Yaşamım ve hobilerim

Makro Fotoğrafçılığı

Bu yazı tarafından 31 Oca 2012 tarihinde Fotoğraf, Portfolyo bölümünde yayınlandı. 0 yorum aldı ve 776 defa okundu.

Aslında makro fotoğrafçılık tamamen doğayla ilgilidir. Makro fotoğrafının konusu hiçbir zaman orada değildir ama aslında her zaman oradadır. Önemli olan onu bulmak değildir; onu görmektir. Doğaya çıkmıyorsanız, çıktığınızda yeşil otlar arasında boynunu bükmüş, fark edilmeyen ama yine de orada olan bir çiçeğe dikkat etmiyorsanız bu kadar güzel makro fotoğrafların nasıl çekildiğine hayret etmekten öteye gidemezsiniz.

Makro fotoğrafçılığında (aslında daha genelde Doğa Fotoğrafçılığında) başarılı olmanın ilk adımı iyi bir doğasever olmaktır. Doğaya çıkıp ilk elden tecrübe etmedikçe doğayı hiçbir zaman öğrenemezsiniz. Bu yüzden ilk naçizane tavsiyem, özellikle doğadayken çevrenizde olan bitene daha çok dikkat edin. Bu sayede sadece daha iyi bir fotoğrafçı olmakla kalmayacaksınız, daha iyi bir insan olacaksınız.

## Görev A
Şu üç ifadenin makro fotoğrafçılığı yazısıyla uyuşup uyuşmadığını belirtin; her birine evet ya da hayır deyip kararı veren sözleri yazıdan birebir alıntılayın. (i) Makro fotoğrafçılıkta önemli olan konuyu bulmaktır. (ii) Makro fotoğrafçılığında başarılı olmanın ilk adımı iyi bir doğasever olmaktır. (iii) Yazı 31 Ocak 2012'de yayınlanmıştır.
## Görev B
Lütfen makro fotoğrafçılığı yazısının "Aslında makro fotoğrafçılık" sözlerinden "bir insan olacaksınız." sözlerine kadar (ikisi de dahil) olan kısmını, "doğasever" yerine "doğa tutkunu" koyarak yeniden yazın.

(Kaydedilmiş veri girdileri)
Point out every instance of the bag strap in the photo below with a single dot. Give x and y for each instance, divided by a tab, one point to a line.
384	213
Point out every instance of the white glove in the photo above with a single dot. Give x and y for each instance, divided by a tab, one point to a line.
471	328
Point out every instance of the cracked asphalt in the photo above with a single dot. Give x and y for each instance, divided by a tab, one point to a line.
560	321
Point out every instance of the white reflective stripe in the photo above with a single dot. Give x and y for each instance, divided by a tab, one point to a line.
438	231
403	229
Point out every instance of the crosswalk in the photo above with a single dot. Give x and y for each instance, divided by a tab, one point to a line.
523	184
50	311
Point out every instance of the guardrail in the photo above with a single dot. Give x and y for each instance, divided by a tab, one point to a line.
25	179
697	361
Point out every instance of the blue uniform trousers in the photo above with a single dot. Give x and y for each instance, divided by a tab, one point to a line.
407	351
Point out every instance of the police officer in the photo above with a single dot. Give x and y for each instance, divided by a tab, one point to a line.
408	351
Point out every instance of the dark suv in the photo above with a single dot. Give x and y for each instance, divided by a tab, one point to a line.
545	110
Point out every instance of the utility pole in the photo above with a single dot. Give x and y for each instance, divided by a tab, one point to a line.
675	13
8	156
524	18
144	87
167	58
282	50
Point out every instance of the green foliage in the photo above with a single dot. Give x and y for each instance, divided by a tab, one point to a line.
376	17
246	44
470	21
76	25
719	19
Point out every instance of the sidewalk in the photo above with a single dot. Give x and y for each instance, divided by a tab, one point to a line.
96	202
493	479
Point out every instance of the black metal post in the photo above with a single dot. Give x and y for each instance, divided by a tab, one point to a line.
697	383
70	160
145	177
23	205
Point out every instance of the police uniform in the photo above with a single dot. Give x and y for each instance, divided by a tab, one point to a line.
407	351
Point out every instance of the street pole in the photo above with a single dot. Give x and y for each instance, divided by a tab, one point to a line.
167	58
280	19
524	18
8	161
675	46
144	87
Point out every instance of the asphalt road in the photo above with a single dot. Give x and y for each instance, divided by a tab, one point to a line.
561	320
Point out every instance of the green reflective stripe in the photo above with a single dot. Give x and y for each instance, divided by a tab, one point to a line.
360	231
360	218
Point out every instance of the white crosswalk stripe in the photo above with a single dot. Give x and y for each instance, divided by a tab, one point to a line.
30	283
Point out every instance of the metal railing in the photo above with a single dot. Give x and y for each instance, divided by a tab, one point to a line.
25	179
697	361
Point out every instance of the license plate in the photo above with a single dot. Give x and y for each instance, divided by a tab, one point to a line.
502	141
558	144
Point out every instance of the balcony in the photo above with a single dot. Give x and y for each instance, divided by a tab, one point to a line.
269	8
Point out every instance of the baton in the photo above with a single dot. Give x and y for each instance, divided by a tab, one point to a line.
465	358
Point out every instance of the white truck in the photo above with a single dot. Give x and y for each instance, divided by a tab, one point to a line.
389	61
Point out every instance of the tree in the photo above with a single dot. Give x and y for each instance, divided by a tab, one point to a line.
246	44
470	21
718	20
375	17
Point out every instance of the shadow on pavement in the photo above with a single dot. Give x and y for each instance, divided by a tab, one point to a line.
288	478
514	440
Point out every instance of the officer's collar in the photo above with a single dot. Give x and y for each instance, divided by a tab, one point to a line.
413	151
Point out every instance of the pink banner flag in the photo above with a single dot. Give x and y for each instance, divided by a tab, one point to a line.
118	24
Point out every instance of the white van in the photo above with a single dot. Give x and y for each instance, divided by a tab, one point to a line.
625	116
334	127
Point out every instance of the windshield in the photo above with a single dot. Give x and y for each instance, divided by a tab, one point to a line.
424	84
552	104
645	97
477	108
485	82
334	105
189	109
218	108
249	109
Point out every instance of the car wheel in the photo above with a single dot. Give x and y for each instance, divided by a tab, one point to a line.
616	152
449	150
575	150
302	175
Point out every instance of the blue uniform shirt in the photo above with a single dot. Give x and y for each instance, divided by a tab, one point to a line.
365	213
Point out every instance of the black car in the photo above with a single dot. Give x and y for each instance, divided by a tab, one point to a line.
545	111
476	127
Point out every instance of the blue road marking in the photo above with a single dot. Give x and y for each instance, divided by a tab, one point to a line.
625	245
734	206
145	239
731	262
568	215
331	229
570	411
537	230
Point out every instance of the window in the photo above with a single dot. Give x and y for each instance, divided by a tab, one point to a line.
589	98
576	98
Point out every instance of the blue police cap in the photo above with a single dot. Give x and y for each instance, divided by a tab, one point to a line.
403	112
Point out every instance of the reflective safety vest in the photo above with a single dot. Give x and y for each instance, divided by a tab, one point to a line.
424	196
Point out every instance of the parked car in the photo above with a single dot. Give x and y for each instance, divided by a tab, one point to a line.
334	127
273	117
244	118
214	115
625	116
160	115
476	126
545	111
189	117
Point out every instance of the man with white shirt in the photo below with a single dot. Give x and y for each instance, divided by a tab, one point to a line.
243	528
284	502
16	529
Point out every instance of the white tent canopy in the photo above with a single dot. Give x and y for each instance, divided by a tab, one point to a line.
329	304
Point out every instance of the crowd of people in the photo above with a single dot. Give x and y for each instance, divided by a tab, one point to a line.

## Tam çıktı A
(i) Hayır: "Önemli olan onu bulmak değildir; onu görmektir."
(ii) Evet: "Makro fotoğrafçılığında (aslında daha genelde Doğa Fotoğrafçılığında) başarılı olmanın ilk adımı iyi bir doğasever olmaktır."
(iii) Evet: "Bu yazı tarafından 31 Oca 2012 tarihinde Fotoğraf, Portfolyo bölümünde yayınlandı."

## Tam çıktı B
Aslında makro fotoğrafçılık tamamen doğayla ilgilidir. Makro fotoğrafının konusu hiçbir zaman orada değildir ama aslında her zaman oradadır. Önemli olan onu bulmak değildir; onu görmektir. Doğaya çıkmıyorsanız, çıktığınızda yeşil otlar arasında boynunu bükmüş, fark edilmeyen ama yine de orada olan bir çiçeğe dikkat etmiyorsanız bu kadar güzel makro fotoğrafların nasıl çekildiğine hayret etmekten öteye gidemezsiniz.

Makro fotoğrafçılığında (aslında daha genelde Doğa Fotoğrafçılığında) başarılı olmanın ilk adımı iyi bir doğa tutkunu olmaktır. Doğaya çıkıp ilk elden tecrübe etmedikçe doğayı hiçbir zaman öğrenemezsiniz. Bu yüzden ilk naçizane tavsiyem, özellikle doğadayken çevrenizde olan bitene daha çok dikkat edin. Bu sayede sadece daha iyi bir fotoğrafçı olmakla kalmayacaksınız, daha iyi bir insan olacaksınız.